▶ Supplied text:
____________________

But as I went past the Lodge, I could see that the road levelled out and I was actually pretty close to the top to the slope. I could see up towards the head of the valley too -
- and hang on, I thought, isn't that the chuffing road again, all the way down there in the bottom of the valley, when what I would really like is for it to just follow the contour line around the rim?
Well yes, that's exactly what it was, and I had ten minutes of hanging on to the Aerospace while it roared all the way down the hill, thinking about how I would shortly have to wind it all the way to the top again to get out of the valley.
But - BUT! - the sun was finding a few gaps in the cloud, and Troutsdale was still looking absolutely lovely. The climb had a proper Alpine hairpin two thirds of the way up, which I looked at with an amount of panic as I tried to wind a line through the corner which wasn't vertical. There wasn't one, and I cheated by jumping off and wheeling the bike through the corner. But then I stormed the last bit of the climb and all of the sudden I was over the top and looking down the gentle slope into the Vale of Pickering and the northern slopes of the Wolds. Brilliant, and absolutely worth the whole being drenched in sweat and feeling like I was about to pass out thing. Perhaps I don't need more than a twenty five out back after all, I thought.

____________________

▶ Given data:
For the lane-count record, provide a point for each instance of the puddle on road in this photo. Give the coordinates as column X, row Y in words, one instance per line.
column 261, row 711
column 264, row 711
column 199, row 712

____________________

▶ Task A:
Reproduce the passage about the ride through Troutsdale, everything from "But as I went" down to "around the rim?".
▶ Task B:
Do these statements agree with the passage about the ride through Troutsdale? For each, answer yes or no and quote the words of the passage that decide it.
(i) The road stayed high and followed the contour line around the rim of the valley.
(ii) At the hairpin, the rider got off and wheeled the bike through the corner.
(iii) The sun was coming through gaps in the cloud.
▶ Task C:
Continue the passage about the ride through Troutsdale from the point where it stops.

▶ Exercise response A:
But as I went past the Lodge, I could see that the road levelled out and I was actually pretty close to the top to the slope. I could see up towards the head of the valley too -
- and hang on, I thought, isn't that the chuffing road again, all the way down there in the bottom of the valley, when what I would really like is for it to just follow the contour line around the rim?

▶ Exercise response B:
(i) No: "isn't that the chuffing road again, all the way down there in the bottom of the valley" and "Well yes, that's exactly what it was"
(ii) Yes: "I cheated by jumping off and wheeling the bike through the corner"
(iii) Yes: "the sun was finding a few gaps in the cloud"

▶ Exercise response C:
The Tour de Yorkshire is coming this way later this week (though it will be heading through Langdale rather than Troutsdale) so I'll have one of those lovely opportunities which riding a bike occasionally throws up to watch the pro peloton traversing road that nearly killed me without any visible effort.
That was the hard work done with. I had a great run back down into the Vale of Pickering, picking up the main road at Snainton and then heading back east to Scarborough. The bike worked perfectly and, like all great bikes, felt like there was someone else helping spin the pedals.
So look, here's the thing. It is really self indulgent of me to write about me riding my bike, and expect you to read it. But I've got a noble purpose in mind. My guess is that most people don't even know this perfect landscape of empty, twisting lanes and quiet valleys is here. Strava reckons that in the whole of human history 337 people have ridden the stretch up Troutsdale. So if you're getting a bit bored of your regular routes, you could do a lot worse than getting yourself up here with your bike and giving it a go.